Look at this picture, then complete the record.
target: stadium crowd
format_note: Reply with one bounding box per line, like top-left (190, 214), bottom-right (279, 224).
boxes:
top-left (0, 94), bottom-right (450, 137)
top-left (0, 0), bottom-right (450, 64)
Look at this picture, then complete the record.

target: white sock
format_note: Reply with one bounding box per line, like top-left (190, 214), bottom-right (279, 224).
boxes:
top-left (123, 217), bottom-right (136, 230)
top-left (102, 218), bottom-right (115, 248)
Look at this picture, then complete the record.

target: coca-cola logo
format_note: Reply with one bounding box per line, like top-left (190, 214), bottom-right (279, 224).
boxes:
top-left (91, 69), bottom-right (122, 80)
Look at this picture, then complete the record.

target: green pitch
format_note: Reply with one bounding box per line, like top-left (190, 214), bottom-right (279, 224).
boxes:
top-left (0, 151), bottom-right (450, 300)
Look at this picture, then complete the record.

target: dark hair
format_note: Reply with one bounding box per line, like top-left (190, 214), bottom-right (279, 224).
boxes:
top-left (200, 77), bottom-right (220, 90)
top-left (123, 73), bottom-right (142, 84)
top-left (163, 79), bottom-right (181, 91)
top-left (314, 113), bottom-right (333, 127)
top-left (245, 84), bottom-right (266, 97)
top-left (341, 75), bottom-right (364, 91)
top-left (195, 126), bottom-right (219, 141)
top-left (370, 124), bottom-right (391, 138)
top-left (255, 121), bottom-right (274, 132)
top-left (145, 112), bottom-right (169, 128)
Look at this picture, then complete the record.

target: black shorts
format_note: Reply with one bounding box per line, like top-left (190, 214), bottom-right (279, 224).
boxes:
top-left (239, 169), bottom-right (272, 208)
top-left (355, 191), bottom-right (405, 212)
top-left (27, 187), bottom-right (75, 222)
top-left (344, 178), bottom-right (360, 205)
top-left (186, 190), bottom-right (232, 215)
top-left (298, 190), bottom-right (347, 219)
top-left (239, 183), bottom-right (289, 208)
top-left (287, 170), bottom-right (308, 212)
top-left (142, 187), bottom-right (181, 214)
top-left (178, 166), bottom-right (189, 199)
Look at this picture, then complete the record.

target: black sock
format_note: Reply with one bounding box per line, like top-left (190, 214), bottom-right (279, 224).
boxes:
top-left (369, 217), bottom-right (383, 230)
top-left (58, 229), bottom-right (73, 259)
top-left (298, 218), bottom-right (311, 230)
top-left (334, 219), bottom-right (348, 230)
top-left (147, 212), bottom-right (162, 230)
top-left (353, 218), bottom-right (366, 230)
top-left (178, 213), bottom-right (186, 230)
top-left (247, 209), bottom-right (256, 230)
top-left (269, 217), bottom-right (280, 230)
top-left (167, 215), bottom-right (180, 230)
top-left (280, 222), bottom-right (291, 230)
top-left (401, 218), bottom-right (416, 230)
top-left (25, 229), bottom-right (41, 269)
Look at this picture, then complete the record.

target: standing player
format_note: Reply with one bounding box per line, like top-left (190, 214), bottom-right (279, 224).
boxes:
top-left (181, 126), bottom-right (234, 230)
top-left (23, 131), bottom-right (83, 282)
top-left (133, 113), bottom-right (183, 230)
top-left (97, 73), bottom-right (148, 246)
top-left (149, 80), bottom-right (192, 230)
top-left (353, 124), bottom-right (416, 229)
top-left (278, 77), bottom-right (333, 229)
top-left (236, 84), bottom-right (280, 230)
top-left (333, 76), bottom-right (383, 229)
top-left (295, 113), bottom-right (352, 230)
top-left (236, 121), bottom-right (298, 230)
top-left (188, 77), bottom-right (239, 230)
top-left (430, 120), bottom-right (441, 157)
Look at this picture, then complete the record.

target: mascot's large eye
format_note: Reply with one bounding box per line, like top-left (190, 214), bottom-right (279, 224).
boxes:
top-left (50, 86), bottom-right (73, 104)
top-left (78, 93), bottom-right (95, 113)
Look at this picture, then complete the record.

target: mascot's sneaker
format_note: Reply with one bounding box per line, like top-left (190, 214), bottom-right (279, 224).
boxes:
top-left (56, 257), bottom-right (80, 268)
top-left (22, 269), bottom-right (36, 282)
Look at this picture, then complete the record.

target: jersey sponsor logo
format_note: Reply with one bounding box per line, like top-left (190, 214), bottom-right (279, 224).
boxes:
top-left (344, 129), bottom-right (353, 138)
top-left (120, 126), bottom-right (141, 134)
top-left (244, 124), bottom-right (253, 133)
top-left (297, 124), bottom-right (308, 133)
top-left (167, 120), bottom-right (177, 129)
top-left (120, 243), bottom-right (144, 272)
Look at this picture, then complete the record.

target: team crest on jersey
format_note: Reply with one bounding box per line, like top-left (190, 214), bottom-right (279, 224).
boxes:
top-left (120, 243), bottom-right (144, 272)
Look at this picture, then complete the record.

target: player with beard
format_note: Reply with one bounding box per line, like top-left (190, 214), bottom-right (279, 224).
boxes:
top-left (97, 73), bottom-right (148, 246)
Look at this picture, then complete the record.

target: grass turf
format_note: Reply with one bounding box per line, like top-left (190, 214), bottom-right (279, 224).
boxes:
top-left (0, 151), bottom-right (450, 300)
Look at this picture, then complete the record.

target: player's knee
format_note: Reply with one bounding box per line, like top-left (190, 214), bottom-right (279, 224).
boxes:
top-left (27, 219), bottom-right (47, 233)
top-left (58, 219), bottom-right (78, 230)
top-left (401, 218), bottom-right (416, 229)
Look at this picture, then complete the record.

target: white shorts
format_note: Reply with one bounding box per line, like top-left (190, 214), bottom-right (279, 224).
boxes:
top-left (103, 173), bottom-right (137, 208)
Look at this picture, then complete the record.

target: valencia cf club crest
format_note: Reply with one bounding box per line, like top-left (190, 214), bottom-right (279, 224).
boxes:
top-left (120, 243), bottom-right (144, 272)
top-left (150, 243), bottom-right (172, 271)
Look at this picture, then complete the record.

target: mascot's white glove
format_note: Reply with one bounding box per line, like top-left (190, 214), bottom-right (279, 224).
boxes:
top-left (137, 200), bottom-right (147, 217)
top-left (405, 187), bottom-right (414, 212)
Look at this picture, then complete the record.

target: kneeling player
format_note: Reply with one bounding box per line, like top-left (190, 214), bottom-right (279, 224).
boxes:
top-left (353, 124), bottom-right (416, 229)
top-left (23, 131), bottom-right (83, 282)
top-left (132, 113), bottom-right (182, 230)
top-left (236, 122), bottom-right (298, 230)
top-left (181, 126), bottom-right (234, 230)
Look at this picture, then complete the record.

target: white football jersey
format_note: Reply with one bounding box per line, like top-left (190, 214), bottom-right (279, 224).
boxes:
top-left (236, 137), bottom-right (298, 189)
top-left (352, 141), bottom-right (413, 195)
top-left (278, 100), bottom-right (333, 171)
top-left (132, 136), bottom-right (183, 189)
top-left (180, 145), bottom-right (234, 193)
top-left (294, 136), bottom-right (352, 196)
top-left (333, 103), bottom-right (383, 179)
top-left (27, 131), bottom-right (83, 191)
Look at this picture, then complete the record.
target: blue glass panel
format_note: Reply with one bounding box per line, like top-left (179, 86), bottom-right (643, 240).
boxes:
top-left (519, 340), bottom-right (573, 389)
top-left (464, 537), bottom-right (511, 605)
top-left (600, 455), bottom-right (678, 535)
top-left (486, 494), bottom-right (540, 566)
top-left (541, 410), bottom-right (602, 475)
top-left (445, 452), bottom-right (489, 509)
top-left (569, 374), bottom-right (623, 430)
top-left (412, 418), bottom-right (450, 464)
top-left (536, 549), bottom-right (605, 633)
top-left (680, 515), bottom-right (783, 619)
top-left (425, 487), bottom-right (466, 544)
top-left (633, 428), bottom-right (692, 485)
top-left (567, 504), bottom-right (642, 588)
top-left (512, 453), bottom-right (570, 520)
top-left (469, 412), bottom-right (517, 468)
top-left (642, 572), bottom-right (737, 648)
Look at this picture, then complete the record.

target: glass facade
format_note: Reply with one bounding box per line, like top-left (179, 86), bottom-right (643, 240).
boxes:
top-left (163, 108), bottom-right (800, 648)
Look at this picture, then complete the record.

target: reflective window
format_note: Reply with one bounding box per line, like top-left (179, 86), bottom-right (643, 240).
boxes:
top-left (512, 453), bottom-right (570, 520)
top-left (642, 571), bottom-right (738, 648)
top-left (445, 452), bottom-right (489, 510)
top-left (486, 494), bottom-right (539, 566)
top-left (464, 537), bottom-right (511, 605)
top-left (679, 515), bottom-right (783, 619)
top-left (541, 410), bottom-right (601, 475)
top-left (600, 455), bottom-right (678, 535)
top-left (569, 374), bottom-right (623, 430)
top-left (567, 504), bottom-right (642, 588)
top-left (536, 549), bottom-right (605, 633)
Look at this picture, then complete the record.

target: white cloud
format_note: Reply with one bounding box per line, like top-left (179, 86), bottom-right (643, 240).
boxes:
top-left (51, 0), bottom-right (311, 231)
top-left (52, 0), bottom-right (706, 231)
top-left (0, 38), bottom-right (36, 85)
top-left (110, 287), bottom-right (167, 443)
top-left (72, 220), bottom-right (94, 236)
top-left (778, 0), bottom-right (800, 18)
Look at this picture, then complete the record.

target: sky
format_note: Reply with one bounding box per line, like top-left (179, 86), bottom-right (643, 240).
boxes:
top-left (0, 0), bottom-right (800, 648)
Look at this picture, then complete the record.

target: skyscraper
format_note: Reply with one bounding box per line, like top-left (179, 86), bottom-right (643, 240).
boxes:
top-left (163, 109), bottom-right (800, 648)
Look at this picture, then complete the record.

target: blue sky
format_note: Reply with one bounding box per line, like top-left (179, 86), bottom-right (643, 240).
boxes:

TASK TO COMPLETE: Count the lines above that contain the string "crest", and reply with the number alone.

RESPONSE TO THE EXERCISE: 2